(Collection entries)
___

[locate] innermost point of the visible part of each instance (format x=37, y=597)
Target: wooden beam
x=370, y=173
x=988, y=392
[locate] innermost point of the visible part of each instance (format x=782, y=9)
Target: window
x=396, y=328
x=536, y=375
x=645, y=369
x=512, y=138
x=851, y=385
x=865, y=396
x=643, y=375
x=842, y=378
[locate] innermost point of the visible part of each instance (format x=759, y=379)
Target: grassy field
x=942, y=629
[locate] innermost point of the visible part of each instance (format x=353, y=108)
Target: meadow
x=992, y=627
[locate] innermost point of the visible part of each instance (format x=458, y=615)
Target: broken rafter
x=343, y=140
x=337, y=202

___

Down to the last line, return the data above exactly.

[locate] innermost point of the visible part of each instance (format x=37, y=597)
Target: wooden beam
x=370, y=173
x=988, y=392
[locate] innermost point of the visible part of each instance (format x=782, y=9)
Target: window
x=396, y=328
x=536, y=375
x=645, y=369
x=512, y=138
x=851, y=385
x=865, y=396
x=643, y=375
x=842, y=378
[locate] innermost point of the visible part of each instance (format x=759, y=379)
Target: grassy field
x=942, y=629
[locate] innermost point of the visible part of each instance (format x=353, y=108)
Target: meadow
x=992, y=627
[locate] innermost point of the visible part of each instance (format x=458, y=615)
Target: broken rafter
x=343, y=140
x=337, y=202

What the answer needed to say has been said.